- MATERIALS PROVIDED:
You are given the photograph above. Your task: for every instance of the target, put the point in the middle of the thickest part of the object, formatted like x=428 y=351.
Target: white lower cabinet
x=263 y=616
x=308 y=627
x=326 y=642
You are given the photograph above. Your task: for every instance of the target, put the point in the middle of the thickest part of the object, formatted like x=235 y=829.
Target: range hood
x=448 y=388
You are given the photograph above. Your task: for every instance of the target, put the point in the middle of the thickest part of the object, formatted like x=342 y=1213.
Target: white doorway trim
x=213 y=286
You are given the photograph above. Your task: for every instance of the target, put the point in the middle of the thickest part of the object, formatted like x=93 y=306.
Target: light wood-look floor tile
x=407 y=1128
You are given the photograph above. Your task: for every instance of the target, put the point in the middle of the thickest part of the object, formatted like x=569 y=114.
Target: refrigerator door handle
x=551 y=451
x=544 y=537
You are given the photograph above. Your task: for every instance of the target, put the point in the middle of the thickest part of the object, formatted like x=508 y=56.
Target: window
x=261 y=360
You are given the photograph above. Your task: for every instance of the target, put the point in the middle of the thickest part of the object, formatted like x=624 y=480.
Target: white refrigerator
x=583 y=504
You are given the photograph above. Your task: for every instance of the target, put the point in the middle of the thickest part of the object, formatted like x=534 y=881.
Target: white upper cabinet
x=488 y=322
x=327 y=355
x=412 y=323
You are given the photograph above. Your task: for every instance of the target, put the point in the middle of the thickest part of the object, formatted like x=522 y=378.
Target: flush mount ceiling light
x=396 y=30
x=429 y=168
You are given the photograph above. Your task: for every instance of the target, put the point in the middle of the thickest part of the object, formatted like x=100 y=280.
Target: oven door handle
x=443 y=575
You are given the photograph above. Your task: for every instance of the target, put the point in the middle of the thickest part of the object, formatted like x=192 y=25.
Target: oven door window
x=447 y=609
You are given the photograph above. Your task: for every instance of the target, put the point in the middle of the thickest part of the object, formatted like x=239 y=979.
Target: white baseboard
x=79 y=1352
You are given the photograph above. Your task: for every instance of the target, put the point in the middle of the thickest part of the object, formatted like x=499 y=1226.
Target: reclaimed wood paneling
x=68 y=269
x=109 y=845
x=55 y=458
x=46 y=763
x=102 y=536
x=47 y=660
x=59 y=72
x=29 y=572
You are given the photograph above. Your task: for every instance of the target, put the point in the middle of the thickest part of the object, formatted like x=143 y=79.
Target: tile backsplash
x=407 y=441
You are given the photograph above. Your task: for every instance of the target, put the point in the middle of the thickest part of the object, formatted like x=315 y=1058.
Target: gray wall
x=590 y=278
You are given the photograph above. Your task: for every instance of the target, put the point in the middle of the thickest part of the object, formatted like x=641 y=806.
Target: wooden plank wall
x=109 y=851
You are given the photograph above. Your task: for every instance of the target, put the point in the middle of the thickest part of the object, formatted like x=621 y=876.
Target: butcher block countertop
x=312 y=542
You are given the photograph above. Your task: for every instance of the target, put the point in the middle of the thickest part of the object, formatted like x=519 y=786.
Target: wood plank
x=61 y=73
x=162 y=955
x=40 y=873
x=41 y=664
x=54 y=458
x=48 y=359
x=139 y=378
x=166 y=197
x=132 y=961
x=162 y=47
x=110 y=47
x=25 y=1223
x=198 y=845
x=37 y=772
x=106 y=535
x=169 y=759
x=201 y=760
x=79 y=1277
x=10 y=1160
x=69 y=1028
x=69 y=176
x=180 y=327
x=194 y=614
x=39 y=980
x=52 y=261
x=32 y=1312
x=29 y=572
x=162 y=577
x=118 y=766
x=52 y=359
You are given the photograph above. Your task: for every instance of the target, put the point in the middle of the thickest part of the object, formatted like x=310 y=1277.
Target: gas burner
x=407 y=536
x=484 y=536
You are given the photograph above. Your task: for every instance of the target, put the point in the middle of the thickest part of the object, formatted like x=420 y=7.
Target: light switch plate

- WORK TO DO:
Copy out all of the data exactly, leaving nothing out.

- FINAL RESULT:
You are given the photograph above. Your task: for every instance of the target, put the point in the middle of the thickest part of the object, formatted like x=428 y=351.
Target: white lower cabinet
x=263 y=616
x=308 y=627
x=326 y=642
You are given the photograph above. Your task: for every instance of the target, put the point in the middle of the thickest part of the object, formatted like x=235 y=829.
Target: range hood
x=448 y=388
You are given the photograph above. Your task: for every instance of the target, put the point in the middle of the thickest part of the object, formatted like x=342 y=1213.
Target: white doorway trim
x=213 y=286
You are given the photograph above. Your task: for every instance of the target, put the point in the middle of the thickest part of the object, formatted like x=93 y=306.
Target: light wood-look floor tile
x=407 y=1128
You are given the photograph above. Your task: for every instance of the target, put the point in the middle of the thickest part of the object, formatted like x=569 y=114.
Target: refrigerator door handle
x=551 y=451
x=544 y=537
You are given the photograph above. Your task: for every instance of the target, put the point in the middle of the thickest part of the object, formatted like x=508 y=56.
Target: window
x=261 y=360
You are given the photograph above. Your task: for every instance of the target, put the point in the middle of the thickest part of the object, formatted like x=624 y=480.
Target: white refrigerator
x=583 y=504
You are given the photograph above. Your task: for every instance of the target, put the point in the middle of the thickest part of the object, formatted like x=534 y=881.
Target: white upper cabinet
x=488 y=322
x=327 y=355
x=412 y=323
You are given the photograph above. Your task: for every instance of the target, put the point in the middle of the thickest part of the object, formatted like x=522 y=378.
Target: flush mount ceiling light
x=396 y=30
x=429 y=168
You are given the photograph above. Your task: for every instance of the target, put the point in the middle of the thickest part of the object, formatted like x=100 y=280.
Target: oven door handle
x=443 y=575
You are given the photograph above. Your task: for every instance of the target, put the point in the middle of the thickest part of the object, formatted like x=192 y=25.
Target: oven door window
x=447 y=609
You are given the photograph above. Your task: for every instance of the target, put the point in the middle of the thickest part of the object, formatted like x=239 y=979.
Target: white baseboard
x=79 y=1352
You are given the photograph above. Your task: for every instance of the target, put the point in the middle of the thickest part of the object, formatted like x=499 y=1226.
Target: reclaimed wood paneling
x=68 y=269
x=109 y=845
x=55 y=458
x=46 y=763
x=102 y=536
x=47 y=660
x=59 y=72
x=29 y=572
You are given the photograph above. Your task: for every instance of the target, put the point in the middle of the thickest part of the object, formatted like x=143 y=79.
Target: tile backsplash
x=407 y=441
You are given the photograph above. Your task: for every instance of the target, put the point in the middle of the thickest part of the object, formatted like x=315 y=1058.
Target: gray wall
x=590 y=278
You are given the photograph above. Your task: for every instance of the target, put the point in the middle of the thickest part of the object, formatted like x=641 y=806.
Target: wooden plank wall
x=109 y=851
You are given the photograph above. Your task: for every instance of the target, put the point in the middle of the thickest part of the object, formatted like x=621 y=876.
Target: butcher block countertop
x=312 y=542
You are given the photograph above. Your task: for every instance of the target, put the point in the middle of the thickest part of the object, formatted like x=519 y=786.
Target: wood plank
x=61 y=73
x=162 y=955
x=40 y=873
x=41 y=664
x=54 y=458
x=48 y=359
x=139 y=378
x=166 y=197
x=132 y=961
x=162 y=47
x=110 y=47
x=25 y=1223
x=198 y=845
x=37 y=772
x=106 y=535
x=169 y=759
x=201 y=760
x=79 y=1277
x=10 y=1160
x=69 y=1028
x=69 y=176
x=180 y=327
x=194 y=614
x=39 y=980
x=52 y=261
x=32 y=1312
x=29 y=572
x=162 y=577
x=118 y=766
x=52 y=359
You are given the photograph above. Your task: for every instance of the target, put the point in the middle of the thickest part of the object, formatted like x=310 y=1277.
Target: gas burner
x=407 y=536
x=484 y=536
You are given the photograph above. Your task: for every instance of the target, put the point in the middle of the thickest part of the object, formatted like x=420 y=7.
Target: light switch plate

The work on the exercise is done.